• [Exercise requirements]: Could you repeat, word for word, every line from the one containing "Task: indicate the denim shorts" through the final line of the records below, and nothing else?

• [Data provided]:
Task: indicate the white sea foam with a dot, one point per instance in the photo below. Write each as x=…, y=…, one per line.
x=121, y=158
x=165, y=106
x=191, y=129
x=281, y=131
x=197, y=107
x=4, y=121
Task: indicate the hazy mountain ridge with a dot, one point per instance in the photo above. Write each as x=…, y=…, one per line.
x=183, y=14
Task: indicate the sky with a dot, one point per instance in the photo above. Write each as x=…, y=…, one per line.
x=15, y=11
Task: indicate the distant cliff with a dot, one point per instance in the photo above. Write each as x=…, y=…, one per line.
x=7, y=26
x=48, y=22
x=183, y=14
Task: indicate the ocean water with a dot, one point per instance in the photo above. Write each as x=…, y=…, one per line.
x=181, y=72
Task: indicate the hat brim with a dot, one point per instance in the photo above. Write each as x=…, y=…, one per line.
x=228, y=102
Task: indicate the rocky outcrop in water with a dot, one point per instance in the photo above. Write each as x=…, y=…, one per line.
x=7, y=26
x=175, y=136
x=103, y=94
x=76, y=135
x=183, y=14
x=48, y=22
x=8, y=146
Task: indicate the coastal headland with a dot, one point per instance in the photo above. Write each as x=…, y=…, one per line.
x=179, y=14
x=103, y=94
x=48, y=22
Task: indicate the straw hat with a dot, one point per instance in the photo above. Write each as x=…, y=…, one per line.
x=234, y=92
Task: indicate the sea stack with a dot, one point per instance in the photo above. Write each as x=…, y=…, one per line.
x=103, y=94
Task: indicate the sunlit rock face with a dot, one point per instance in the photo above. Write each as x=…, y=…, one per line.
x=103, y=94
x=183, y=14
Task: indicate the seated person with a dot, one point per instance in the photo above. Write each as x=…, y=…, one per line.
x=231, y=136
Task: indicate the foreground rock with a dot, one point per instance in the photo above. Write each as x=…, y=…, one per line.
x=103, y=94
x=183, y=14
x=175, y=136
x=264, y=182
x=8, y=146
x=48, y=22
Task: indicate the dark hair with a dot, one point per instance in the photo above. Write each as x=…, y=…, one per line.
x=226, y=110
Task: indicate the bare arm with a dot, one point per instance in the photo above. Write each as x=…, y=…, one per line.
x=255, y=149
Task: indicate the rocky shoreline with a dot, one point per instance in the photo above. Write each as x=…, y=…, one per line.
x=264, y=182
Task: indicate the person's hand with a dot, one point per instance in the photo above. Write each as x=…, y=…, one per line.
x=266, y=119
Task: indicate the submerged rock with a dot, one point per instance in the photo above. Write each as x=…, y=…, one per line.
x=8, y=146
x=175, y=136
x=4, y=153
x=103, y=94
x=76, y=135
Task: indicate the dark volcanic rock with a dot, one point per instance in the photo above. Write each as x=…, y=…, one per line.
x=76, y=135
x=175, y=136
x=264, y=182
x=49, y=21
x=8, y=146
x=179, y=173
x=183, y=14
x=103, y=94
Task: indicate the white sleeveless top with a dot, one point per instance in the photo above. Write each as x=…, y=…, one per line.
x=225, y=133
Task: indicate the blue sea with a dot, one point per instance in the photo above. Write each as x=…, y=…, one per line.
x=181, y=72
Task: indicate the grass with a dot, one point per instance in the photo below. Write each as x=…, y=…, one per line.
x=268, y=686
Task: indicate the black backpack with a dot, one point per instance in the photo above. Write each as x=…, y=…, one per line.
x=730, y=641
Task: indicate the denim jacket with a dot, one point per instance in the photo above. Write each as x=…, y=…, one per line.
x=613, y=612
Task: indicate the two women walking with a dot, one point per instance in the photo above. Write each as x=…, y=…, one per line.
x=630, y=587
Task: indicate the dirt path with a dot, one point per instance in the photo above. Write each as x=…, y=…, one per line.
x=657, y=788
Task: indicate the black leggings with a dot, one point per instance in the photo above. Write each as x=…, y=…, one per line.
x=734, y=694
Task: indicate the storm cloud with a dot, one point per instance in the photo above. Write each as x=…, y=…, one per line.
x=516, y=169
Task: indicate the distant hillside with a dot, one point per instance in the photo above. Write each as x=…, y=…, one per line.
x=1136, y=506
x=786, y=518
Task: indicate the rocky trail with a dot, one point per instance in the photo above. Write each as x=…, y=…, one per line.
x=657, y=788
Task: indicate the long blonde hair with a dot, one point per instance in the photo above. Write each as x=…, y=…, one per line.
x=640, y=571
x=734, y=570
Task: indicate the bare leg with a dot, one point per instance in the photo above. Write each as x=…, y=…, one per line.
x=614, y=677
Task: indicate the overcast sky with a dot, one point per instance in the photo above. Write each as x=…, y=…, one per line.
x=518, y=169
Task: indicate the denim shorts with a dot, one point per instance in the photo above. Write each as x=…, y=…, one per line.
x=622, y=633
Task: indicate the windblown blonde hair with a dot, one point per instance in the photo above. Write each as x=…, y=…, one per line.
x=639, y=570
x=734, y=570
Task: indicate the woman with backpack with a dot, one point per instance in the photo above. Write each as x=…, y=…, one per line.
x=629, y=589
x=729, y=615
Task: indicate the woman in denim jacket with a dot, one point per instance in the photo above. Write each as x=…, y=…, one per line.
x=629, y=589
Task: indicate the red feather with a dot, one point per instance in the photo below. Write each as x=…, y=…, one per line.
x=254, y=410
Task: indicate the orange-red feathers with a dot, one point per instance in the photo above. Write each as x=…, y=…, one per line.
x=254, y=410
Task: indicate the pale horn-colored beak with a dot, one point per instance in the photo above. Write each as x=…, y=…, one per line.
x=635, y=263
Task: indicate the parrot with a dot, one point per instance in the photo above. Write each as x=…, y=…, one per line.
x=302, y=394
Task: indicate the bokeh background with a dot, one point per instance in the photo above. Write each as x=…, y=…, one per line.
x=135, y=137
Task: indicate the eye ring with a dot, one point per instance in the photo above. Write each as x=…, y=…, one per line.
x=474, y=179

• [Result of this exercise]:
Task: indicate the denim shorts with a dot, one point per instance in the photo above. Write each as x=…, y=…, one per line.
x=622, y=633
Task: indicate the windblown blonde hair with a dot, one point per instance in the photo above. Write each as x=…, y=…, one per line.
x=639, y=570
x=734, y=570
Task: indicate the woman with backpack with a dot, one point per instance in the photo above. Write each as x=…, y=…, one per line.
x=629, y=589
x=729, y=615
Task: indicate the woman in denim jacket with a dot, one point per instance in the photo above. Write each as x=…, y=…, one per line.
x=629, y=589
Task: indicate the red feather with a dot, one point per instance in the photo below. Write each as x=…, y=…, one per line.
x=254, y=410
Task: indicate the orange-red feathers with a dot, one point per instance in the photo above. Write each as x=…, y=…, one per line.
x=254, y=410
Task: indicate the pale horn-colored beak with a dot, one point per instance in the photo above. Write each as x=…, y=…, one per line.
x=635, y=263
Task: indicate the parrot with a dot, one point per instance in the photo above. Write each as x=…, y=…, one per line.
x=302, y=394
Task: indicate the bokeh background with a dot, one point per instance in the photo above. Write each as x=…, y=…, one per line.
x=135, y=137
Task: indicate the eye ring with a dot, one point per instance in the photo above. Write each as x=…, y=…, one per line.
x=474, y=179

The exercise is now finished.